_OBJECTIVE_: Render the stretch of items below, from the line containing "If you could pick out the electrical" through the end of the items, as a Markdown table with the columns Row and Line, leaving out blank lines.

(Items from a data source)
━━━━━━━━

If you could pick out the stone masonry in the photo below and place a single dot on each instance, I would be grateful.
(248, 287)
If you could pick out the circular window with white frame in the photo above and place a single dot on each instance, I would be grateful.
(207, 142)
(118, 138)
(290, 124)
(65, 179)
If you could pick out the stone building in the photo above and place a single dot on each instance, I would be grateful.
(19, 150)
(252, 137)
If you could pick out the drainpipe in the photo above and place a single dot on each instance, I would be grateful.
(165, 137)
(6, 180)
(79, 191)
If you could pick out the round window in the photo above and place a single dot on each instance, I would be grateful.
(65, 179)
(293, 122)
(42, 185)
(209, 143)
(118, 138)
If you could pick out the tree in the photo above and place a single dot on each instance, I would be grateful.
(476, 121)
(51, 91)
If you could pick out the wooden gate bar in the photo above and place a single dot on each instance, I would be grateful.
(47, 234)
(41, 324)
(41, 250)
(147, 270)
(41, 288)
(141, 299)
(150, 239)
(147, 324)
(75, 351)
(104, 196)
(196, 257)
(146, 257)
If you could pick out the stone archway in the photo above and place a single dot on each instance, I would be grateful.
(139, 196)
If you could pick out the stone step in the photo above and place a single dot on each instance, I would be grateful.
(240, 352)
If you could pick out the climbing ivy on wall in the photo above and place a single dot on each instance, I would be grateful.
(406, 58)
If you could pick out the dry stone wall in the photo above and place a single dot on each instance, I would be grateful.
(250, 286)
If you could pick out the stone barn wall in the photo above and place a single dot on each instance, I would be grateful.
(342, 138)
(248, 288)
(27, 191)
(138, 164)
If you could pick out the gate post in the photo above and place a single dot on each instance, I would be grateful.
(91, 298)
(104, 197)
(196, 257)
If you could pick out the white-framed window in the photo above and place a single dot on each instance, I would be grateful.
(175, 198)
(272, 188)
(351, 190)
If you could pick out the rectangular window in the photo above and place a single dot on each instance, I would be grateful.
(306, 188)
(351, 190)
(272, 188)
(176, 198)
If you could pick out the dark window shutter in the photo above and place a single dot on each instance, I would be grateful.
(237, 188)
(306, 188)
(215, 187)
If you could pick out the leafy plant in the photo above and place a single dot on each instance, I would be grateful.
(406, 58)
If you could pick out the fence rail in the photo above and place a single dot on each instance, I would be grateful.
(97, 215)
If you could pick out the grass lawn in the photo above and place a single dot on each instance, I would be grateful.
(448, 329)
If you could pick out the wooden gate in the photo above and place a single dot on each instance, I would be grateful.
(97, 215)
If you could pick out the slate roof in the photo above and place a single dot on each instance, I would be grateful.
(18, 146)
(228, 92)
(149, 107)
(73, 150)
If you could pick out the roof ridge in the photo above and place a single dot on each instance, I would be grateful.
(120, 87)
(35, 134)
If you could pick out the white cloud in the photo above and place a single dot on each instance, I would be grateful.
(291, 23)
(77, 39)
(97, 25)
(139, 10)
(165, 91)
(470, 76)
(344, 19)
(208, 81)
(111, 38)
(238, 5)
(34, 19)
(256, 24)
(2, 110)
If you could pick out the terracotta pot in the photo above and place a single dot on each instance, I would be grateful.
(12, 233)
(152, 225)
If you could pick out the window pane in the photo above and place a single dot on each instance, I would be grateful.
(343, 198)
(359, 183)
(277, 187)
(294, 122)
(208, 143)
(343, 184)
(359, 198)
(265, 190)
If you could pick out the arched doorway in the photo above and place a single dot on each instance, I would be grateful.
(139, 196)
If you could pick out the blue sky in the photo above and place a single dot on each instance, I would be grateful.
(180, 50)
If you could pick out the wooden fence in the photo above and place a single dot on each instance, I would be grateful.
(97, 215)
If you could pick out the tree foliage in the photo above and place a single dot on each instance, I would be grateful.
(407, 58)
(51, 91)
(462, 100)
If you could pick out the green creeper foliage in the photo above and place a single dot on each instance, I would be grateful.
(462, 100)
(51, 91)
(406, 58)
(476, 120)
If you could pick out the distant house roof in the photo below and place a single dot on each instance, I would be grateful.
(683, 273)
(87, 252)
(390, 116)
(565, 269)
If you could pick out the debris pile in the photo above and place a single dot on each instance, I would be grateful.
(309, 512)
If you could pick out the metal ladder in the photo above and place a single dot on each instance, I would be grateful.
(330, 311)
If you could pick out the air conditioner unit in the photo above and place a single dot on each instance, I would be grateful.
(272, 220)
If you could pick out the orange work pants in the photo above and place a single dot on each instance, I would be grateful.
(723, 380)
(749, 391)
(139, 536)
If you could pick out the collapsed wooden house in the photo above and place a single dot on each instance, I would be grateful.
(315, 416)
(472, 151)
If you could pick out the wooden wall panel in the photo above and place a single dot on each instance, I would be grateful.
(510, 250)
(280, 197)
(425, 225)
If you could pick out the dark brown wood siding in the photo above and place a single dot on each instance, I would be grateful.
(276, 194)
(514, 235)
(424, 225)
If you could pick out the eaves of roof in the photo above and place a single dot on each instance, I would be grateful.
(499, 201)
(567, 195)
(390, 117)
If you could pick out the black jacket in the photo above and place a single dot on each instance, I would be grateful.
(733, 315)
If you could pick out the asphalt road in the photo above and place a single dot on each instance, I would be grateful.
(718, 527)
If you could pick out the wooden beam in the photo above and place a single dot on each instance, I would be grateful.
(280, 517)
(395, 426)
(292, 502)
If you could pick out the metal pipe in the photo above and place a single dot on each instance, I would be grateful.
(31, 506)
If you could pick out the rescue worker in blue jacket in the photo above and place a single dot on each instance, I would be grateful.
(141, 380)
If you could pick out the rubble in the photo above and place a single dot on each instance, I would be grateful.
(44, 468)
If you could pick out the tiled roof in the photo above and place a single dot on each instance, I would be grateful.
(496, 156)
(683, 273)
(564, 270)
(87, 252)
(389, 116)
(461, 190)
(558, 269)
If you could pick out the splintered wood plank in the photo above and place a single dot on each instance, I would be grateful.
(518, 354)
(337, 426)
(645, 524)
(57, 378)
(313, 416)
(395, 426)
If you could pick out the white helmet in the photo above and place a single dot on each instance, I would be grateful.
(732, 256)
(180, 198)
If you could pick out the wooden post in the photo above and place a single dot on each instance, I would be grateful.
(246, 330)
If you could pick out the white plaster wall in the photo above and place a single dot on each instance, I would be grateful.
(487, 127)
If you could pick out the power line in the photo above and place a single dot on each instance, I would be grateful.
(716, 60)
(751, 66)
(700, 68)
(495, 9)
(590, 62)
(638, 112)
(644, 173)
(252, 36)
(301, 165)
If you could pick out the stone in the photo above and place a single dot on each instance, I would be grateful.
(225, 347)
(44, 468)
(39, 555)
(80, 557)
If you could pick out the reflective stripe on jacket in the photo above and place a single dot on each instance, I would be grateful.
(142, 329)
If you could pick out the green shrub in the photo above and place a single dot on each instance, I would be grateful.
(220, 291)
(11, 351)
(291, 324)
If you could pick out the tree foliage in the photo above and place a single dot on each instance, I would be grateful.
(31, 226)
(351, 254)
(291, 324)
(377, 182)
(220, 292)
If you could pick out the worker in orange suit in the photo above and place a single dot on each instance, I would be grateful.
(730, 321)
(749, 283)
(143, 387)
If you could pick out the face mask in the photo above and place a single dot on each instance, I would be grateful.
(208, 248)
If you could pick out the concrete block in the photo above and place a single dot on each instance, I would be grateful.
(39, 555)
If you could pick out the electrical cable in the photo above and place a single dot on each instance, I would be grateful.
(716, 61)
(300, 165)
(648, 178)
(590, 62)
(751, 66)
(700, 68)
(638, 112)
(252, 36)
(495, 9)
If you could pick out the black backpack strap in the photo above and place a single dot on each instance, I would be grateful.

━━━━━━━━

_TASK RESPONSE_:
| Row | Line |
|---|---|
| 1 | If you could pick out the electrical cable in the photo above and place a single dot on each instance, I would be grateful. |
| 2 | (716, 61) |
| 3 | (300, 165) |
| 4 | (648, 178) |
| 5 | (590, 62) |
| 6 | (751, 66) |
| 7 | (700, 68) |
| 8 | (638, 112) |
| 9 | (252, 36) |
| 10 | (495, 9) |
| 11 | If you could pick out the black backpack strap in the photo above and place a single dot on each instance, I would be grateful. |